#### [Source data]
——————
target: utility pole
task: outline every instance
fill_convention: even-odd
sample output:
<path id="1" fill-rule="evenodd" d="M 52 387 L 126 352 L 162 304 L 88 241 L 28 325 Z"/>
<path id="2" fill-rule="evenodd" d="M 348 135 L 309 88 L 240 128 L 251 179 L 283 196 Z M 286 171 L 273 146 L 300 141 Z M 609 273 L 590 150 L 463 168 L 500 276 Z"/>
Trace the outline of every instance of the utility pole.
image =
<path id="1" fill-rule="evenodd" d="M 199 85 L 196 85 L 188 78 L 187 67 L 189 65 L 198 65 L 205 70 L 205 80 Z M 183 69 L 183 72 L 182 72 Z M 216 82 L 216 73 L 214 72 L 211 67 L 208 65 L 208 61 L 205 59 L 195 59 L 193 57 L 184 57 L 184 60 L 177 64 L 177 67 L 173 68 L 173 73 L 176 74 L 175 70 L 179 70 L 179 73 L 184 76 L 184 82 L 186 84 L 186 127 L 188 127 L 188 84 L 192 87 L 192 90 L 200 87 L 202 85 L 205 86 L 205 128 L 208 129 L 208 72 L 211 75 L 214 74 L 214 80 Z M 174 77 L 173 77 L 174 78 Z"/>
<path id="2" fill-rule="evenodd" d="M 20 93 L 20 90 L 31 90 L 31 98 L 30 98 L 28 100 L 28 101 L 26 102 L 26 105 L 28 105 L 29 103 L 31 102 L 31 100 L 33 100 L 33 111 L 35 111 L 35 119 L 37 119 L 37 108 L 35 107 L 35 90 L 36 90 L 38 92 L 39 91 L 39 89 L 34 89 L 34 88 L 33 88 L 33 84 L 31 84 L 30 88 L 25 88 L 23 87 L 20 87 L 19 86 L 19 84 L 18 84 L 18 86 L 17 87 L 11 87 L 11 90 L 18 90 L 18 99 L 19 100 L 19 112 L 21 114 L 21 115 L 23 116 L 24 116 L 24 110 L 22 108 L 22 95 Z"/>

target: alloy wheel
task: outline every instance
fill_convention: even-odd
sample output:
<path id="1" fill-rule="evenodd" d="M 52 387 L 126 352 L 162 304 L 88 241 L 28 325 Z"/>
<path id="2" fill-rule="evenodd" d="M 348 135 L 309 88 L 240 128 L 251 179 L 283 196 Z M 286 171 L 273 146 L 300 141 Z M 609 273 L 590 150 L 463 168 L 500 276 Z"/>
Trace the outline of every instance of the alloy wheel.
——————
#### [SHORT PROBLEM]
Reproduce every line of the items above verbatim, from the first line to the last.

#### [RESULT OF THIS TASK]
target: utility pole
task: outline every instance
fill_convention: even-odd
sample output:
<path id="1" fill-rule="evenodd" d="M 52 387 L 126 352 L 162 304 L 88 241 L 28 325 Z"/>
<path id="2" fill-rule="evenodd" d="M 348 135 L 309 88 L 240 128 L 251 179 L 283 196 Z M 286 171 L 273 146 L 300 141 Z M 609 273 L 590 150 L 463 168 L 500 276 Z"/>
Trace the outline of every instance of the utility pole.
image =
<path id="1" fill-rule="evenodd" d="M 199 85 L 196 85 L 188 78 L 187 67 L 189 65 L 198 65 L 205 70 L 205 80 Z M 183 69 L 183 72 L 182 72 Z M 216 82 L 216 73 L 214 72 L 211 67 L 208 65 L 208 61 L 205 59 L 195 59 L 193 57 L 184 57 L 184 60 L 177 64 L 177 67 L 173 68 L 173 73 L 176 74 L 175 70 L 179 70 L 179 73 L 184 76 L 184 82 L 186 84 L 186 127 L 188 127 L 188 84 L 192 87 L 192 90 L 200 87 L 202 85 L 205 86 L 205 128 L 208 129 L 208 72 L 211 75 L 214 74 L 214 80 Z M 174 77 L 173 77 L 174 78 Z"/>
<path id="2" fill-rule="evenodd" d="M 20 93 L 20 90 L 31 90 L 31 98 L 30 98 L 28 100 L 28 101 L 26 102 L 26 105 L 28 105 L 29 103 L 31 102 L 31 100 L 33 100 L 33 111 L 35 111 L 35 119 L 37 119 L 37 108 L 35 107 L 35 90 L 36 90 L 38 92 L 39 91 L 39 89 L 34 89 L 34 88 L 33 88 L 33 84 L 31 84 L 30 88 L 25 88 L 23 87 L 20 87 L 19 86 L 19 84 L 18 84 L 18 86 L 17 87 L 11 87 L 11 90 L 18 90 L 18 99 L 19 100 L 19 112 L 21 114 L 21 115 L 23 116 L 24 116 L 24 110 L 22 108 L 22 95 Z"/>

target: alloy wheel
task: outline every instance
fill_convention: even-odd
sample output:
<path id="1" fill-rule="evenodd" d="M 52 387 L 126 352 L 162 304 L 88 241 L 28 325 Z"/>
<path id="2" fill-rule="evenodd" d="M 348 135 L 309 88 L 240 128 L 251 179 L 283 196 Z M 286 171 L 273 146 L 300 141 Z M 609 273 L 590 150 L 463 168 L 500 276 Z"/>
Trace the outline of every instance of the alloy wheel.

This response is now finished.